* Task to carry out *
Your answer must be an exact transcription of the lines from the line with "Find the arid" through the final line of the data.

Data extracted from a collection

:::::

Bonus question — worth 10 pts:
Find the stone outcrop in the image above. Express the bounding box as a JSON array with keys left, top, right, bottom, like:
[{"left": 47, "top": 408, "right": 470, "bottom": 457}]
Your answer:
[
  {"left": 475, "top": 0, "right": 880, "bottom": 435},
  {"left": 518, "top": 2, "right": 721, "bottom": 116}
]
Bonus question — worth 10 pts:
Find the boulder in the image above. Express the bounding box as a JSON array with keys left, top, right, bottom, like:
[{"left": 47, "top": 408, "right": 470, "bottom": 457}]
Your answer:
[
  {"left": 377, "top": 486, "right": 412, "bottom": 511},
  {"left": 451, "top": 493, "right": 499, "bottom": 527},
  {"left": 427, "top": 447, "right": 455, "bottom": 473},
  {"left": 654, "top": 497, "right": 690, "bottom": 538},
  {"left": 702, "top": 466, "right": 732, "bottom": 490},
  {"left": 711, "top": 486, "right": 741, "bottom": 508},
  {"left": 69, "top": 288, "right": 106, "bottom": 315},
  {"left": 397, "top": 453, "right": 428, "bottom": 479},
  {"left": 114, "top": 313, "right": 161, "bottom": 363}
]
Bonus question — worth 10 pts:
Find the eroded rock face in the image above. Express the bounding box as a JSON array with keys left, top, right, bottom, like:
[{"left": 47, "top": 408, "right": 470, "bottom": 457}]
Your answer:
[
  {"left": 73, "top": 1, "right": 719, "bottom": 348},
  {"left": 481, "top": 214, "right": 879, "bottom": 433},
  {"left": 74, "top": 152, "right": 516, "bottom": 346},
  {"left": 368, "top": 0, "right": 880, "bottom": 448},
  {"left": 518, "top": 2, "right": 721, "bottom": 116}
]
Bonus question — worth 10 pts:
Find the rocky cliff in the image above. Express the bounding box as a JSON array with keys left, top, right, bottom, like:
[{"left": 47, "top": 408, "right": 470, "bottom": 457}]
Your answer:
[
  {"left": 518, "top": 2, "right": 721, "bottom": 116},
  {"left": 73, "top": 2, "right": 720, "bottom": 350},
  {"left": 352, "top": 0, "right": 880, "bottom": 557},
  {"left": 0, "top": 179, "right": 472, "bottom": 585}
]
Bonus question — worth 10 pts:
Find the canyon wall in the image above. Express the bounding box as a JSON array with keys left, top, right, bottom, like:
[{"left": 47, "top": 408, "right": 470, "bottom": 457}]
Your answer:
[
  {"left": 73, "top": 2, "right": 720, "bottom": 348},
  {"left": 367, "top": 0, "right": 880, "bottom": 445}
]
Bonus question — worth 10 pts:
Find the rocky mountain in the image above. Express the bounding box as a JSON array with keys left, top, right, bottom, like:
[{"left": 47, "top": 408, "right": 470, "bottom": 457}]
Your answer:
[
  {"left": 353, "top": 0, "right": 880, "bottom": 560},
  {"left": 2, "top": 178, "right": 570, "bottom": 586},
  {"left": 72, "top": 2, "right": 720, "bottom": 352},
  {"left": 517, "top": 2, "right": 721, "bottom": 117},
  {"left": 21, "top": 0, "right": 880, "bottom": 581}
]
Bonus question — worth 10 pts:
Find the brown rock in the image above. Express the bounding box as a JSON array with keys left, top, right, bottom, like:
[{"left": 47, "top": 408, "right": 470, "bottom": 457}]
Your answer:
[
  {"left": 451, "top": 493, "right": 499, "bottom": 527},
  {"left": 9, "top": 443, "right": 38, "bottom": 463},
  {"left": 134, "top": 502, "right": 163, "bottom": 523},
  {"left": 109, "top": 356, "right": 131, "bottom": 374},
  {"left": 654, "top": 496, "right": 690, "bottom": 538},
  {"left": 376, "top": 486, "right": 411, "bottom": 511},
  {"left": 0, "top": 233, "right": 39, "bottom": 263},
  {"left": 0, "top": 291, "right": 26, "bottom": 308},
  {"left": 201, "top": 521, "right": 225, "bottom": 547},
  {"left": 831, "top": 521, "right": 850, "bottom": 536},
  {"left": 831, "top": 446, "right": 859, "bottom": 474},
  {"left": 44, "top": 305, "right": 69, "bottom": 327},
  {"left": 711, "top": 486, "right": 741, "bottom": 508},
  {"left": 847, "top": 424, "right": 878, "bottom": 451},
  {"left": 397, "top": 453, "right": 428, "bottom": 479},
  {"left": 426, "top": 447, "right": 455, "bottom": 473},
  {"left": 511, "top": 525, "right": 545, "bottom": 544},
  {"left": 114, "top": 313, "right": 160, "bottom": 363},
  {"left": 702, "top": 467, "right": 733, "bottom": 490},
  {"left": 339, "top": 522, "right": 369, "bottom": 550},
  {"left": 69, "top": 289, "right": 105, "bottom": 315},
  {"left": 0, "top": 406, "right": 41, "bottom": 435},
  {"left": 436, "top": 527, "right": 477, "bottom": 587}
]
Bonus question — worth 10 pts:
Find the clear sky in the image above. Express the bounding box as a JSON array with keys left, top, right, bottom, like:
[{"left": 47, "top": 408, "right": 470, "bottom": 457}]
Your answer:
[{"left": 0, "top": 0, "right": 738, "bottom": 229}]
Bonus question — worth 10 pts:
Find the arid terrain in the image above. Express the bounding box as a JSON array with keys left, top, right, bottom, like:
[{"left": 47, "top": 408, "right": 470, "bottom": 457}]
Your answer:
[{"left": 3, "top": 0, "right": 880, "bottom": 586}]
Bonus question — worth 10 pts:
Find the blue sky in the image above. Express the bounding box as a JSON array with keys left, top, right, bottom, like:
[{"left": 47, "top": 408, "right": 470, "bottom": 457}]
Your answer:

:::::

* Your response *
Find the arid terrain in the image above. Express the bounding box as a JSON array with keys left, top, right, bottom, like:
[{"left": 47, "top": 408, "right": 470, "bottom": 457}]
Your answer:
[{"left": 3, "top": 0, "right": 880, "bottom": 586}]
Bonus question — worth 10 pts:
Find the blue sky in the image above. Express the bounding box as a JSON array with keys left, top, right, bottom, like:
[{"left": 47, "top": 408, "right": 470, "bottom": 457}]
Your answer:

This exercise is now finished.